GRAND FORMAT. "On ne voulait pas d'un village sans âme" : dans le Morbihan, Laury et Loïc ont relancé le dernier commerce de Silfiac
La nuit est encore noire à Silfiac, petit village du Morbihan, en ce début du mois de février. Il est 7 heures et Laury Coyaud, cheveux bruns retenus en haut de la nuque, s’affaire derrière les stores en PVC de La Belle Epoque. Il y a une semaine, elle et son mari Loïc ont concrétisé un projet un peu fou : rouvrir ce bar-épicerie, fermé depuis près d’un an. L’établissement, à la façade de lambris blanc et rouge, est le dernier commerce du bourg de 460 habitants, situé en plein cœur de la Bretagne.
"On a voulu faire notre part"
Le jour se lève à peine quand les premiers clients passent le pas de la porte de La Belle Epoque. Les baguettes tout juste livrées par Olivier, l'artisan-boulanger du village, partent comme des petits pains. Parmi la clientèle matinale, beaucoup de parents d'élèves venus déposer leur enfant à l'école, de l'autre côté de la rue. Le bâtiment est, avec le commerce, la seconde fierté du bourg, pour avoir su préserver ses trois classes. Les deux enfants de Loïc et Laury – Enora, 9 ans, et Anaël, 7 ans – y sont d'ailleurs scolarisés.
A La Belle Epoque, on trouve de tout : en plus du dépôt de pain, l'établissement dispose d'un rayon fruits et légumes, fournis par Loïc et d'autres producteurs locaux, d'un coin épicerie, d'une vitrine de produits frais, d'un bar-tabac et fait aussi office de dépôt bancaire. "J'avais envie que les gens n'aient pas toujours à prendre leur bagnole pour faire les courses", sourit Laury, en soulevant une cagette de choux en cette matinée d'hiver.
Pourtant, les Silfiacois ont l'habitude. L'an passé, l'ancienne propriétaire de La Belle Epoque (alors baptisée Chez Véro), rongée par des rhumatismes et affaiblie par une chute, a soudainement fermé le bar-épicerie sans avoir trouvé de repreneur. A l'époque, le village accuse le coup : de mémoire collective, le magasin a toujours existé. Pendant des mois, les habitants parcourent une vingtaine de kilomètres aller-retour pour acheter leur baguette à Cléguérec, la commune la plus proche qui dispose encore d'une boulangerie. Loïc et Laury, arrivés de Haute-Savoie huit mois auparavant, se désolent.

> Enregistrements fournis:
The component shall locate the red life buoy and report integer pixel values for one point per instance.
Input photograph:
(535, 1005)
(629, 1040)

...

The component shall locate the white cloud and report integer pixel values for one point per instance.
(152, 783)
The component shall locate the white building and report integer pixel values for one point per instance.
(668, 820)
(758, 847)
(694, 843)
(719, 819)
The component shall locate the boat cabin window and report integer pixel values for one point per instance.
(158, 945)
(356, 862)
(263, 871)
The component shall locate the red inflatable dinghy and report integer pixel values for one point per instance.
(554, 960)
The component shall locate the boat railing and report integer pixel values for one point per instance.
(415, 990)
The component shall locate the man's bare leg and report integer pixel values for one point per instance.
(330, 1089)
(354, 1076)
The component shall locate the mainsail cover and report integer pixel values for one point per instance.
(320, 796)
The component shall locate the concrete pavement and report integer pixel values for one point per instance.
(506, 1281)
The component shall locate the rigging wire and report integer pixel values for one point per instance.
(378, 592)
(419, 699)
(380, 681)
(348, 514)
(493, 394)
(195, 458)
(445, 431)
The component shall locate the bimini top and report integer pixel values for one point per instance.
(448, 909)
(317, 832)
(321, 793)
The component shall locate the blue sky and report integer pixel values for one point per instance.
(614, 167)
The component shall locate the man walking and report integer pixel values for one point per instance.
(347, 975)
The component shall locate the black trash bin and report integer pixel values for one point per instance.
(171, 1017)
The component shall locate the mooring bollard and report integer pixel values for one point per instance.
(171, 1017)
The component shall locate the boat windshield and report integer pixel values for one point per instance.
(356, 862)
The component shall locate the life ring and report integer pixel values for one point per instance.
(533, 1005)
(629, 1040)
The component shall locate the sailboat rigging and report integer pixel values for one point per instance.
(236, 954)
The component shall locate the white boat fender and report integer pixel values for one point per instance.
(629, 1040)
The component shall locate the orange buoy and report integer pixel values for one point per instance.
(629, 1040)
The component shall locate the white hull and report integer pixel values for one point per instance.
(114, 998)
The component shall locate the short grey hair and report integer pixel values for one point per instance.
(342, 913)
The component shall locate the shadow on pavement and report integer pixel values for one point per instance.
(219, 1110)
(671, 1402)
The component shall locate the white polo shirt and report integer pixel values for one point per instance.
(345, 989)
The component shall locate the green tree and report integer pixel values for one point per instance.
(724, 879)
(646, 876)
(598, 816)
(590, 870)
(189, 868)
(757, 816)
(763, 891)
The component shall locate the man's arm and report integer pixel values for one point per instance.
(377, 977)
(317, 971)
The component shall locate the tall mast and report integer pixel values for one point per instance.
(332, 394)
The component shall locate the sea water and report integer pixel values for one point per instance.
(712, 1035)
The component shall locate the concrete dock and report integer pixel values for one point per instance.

> Actions à mener:
a) Indiquez si chacune des affirmations suivantes concorde avec le texte sur Silfiac, par oui ou non, en citant les mots décisifs de ce texte. (i) Le bar-épicerie était fermé depuis près d'un an avant sa réouverture. (ii) L'école du bourg compte quatre classes. (iii) Les fruits et légumes vendus proviennent uniquement de Loïc.
b) Selon le texte sur Silfiac, dans quelle commune les habitants allaient-ils acheter leur baguette pendant la fermeture du commerce ?
Ces enregistrements ne sont pas nécessaires.

> Réponses attendues:
a)
(i) Oui : « fermé depuis près d’un an ».
(ii) Non : « pour avoir su préserver ses trois classes ».
(iii) Non : « fournis par Loïc et d'autres producteurs locaux ».

b) À Cléguérec.